Extract ->
┄┄┄┄┄┄

But "art fair work" is never "light" at all, given the context within which such art circulates not to mention the historical trajectories from which such art emerges. As Bankowsky wrote in 2005: "Either all art today is Art Fair Art ... or there is no such thing as Art Fair Art in the first place." Thus, it was fitting that Tom Friedman seemed to meld the two trends of ABMB 2014 together with a large, hanging green styrofoam "rock" at Stephen Friedman, as well as Blue at Luhring Augustine, whose surface Roberta Smith once described as being a bas-relief pileup of objects, trash, and words united by blue paint. Both works demonstrated a kind of suspended animation——a term that also applies to the feeling of being caught in a continuous (and at times incestuous) mixing bowl of styles and tropes; or that sense of moving forward and backwards simultaneously. A feeling of being the ellipsis in Cerith Wyn Evans's 2012 neon at White Cube which read: "Once upon a time ... The End."

┄┄┄┄┄┄

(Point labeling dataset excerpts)
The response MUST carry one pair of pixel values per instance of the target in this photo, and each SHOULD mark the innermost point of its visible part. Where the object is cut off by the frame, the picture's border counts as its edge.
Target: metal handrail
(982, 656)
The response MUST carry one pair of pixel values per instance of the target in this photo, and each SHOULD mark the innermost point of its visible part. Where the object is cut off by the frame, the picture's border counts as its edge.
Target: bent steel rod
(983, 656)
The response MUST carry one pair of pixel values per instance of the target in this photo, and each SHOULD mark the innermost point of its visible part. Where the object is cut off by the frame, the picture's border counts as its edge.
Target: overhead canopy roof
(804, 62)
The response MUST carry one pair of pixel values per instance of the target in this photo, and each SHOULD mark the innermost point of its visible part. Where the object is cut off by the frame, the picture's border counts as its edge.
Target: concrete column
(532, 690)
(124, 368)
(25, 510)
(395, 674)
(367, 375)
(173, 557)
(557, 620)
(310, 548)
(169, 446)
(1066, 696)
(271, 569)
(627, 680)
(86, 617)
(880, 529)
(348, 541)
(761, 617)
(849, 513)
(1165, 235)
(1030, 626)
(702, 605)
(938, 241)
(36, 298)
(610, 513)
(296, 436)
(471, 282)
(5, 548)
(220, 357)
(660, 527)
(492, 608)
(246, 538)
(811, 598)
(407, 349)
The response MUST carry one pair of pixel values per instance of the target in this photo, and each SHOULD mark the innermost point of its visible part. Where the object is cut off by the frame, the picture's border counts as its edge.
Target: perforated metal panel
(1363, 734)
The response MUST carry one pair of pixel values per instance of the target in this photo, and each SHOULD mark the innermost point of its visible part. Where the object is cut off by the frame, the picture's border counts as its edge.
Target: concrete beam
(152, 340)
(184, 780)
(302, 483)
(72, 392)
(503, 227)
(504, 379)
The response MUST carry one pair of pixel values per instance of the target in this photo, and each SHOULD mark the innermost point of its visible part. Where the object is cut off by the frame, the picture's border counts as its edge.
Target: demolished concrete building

┄┄┄┄┄┄

Directions ->
[a] Answer these questions using the art fair text:
(i) In what year did Bankowsky write the quoted line about Art Fair Art?
(ii) At which gallery was Tom Friedman's Blue shown?
(iii) What did Cerith Wyn Evans's 2012 neon at White Cube read?
[b] In the art fair text, why is "art fair work" never "light"?
[c] Continue the text on art at ABMB 2014 from its last sentence.

Expected responses ->
[a]
(i) 2005
(ii) Luhring Augustine
(iii) "Once upon a time ... The End."

[b] "Art fair work" is never "light" because of the context in which such art circulates. It is also never light because of the historical trajectories from which such art emerges.

[c]
Such a frenetic suspension was not limited to the objects on show. Prompted by the encouragement of one of his artists, one gallerist told me he has been thinking about participating in a fair, despite his total aversion to the context. What surprised him most about this development was that an artist was the one who made the suggestion: reflective of the level of potential, exchange, and exposure that occurs during an art fair week. Referring to an increased diversity within the fair space, another dealer observed how the floor is often more populated by curators than collectors these days, recalling artist trio Troika's own mobile offering at Galeria OMR: a deconstructed sphere produced from metal, nylon and wood painted white titled The Sum of All Possibilities.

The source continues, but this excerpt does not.